==== Text provided
Change in inclusion composition after calcium treatment, for a laboratory heat deoxidized with 65 pct Al-35 pct Mg alloy and then calcium treated. Inclusion compositions plotted on Al-Mg-Ca ternary diagram (mole fractions)

Although the MgO content of the inclusions decreases after calcium treatment, even small percentages of MgO remaining in the inclusions can contribute significantly to liquefaction of the inclusions and so promote castability.[3] The effect of small MgO percentages is illustrated in Figure 2, which gives the mass percentage of liquid in Al₂O₃-CaO-MgO inclusions with different mass ratios of Ca to O in the inclusions (higher Ca:O ratios correspond to greater degrees of modification). Clearly, even at lower Ca:O ratios (0.6 or less) which give no liquefaction in binary CaO-Al₂O₃ inclusions, the presence of even a small fraction of MgO in the inclusions greatly increases the proportion of liquid. For example, Figure 2 shows that a Mg cation fraction – the molar ratio Mg/(Mg + Ca + Al) in the inclusion – of 0.025 is sufficient to give 100% liquid in Al₂O₃-CaO-MgO inclusions with a Ca:O mass ratio of 0.6, whereas inclusions with the same Ca:O mass ratio would be fully solid in the absence of MgO. As discussed, such a small percentage of MgO may not be detected during the microanalysis of inclusions in polished steel samples.
========
==== Dataset
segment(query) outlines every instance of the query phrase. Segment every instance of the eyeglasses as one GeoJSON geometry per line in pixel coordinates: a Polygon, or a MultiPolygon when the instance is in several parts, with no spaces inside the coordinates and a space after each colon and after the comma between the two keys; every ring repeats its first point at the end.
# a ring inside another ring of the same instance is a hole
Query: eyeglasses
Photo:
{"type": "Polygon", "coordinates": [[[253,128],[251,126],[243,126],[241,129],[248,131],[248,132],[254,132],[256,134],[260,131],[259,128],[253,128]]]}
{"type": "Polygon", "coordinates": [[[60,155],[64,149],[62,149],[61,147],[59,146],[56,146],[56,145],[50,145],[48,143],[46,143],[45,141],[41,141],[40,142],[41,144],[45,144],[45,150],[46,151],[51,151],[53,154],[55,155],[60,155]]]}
========
> _Exercise task A_
Translate this sentence from the text on calcium treatment of inclusions into Spanish: "As discussed, such a small percentage of MgO may not be detected during the microanalysis of inclusions in polished steel samples."
> _Exercise task B_
Rewrite the records, substituting "sunglasses" for "eyeglasses" and leaving everything else as it is.

> _Correct result A_
Como se ha expuesto, un porcentaje tan pequeño de MgO puede no detectarse durante el microanálisis de las inclusiones en muestras de acero pulidas.

> _Correct result B_
segment(query) outlines every instance of the query phrase. Segment every instance of the sunglasses as one GeoJSON geometry per line in pixel coordinates: a Polygon, or a MultiPolygon when the instance is in several parts, with no spaces inside the coordinates and a space after each colon and after the comma between the two keys; every ring repeats its first point at the end.
# a ring inside another ring of the same instance is a hole
Query: sunglasses
Photo:
{"type": "Polygon", "coordinates": [[[253,128],[251,126],[243,126],[241,129],[248,131],[248,132],[254,132],[256,134],[260,131],[259,128],[253,128]]]}
{"type": "Polygon", "coordinates": [[[60,155],[64,149],[62,149],[61,147],[59,146],[56,146],[56,145],[50,145],[48,143],[46,143],[45,141],[41,141],[40,142],[41,144],[45,144],[45,150],[46,151],[51,151],[53,154],[55,155],[60,155]]]}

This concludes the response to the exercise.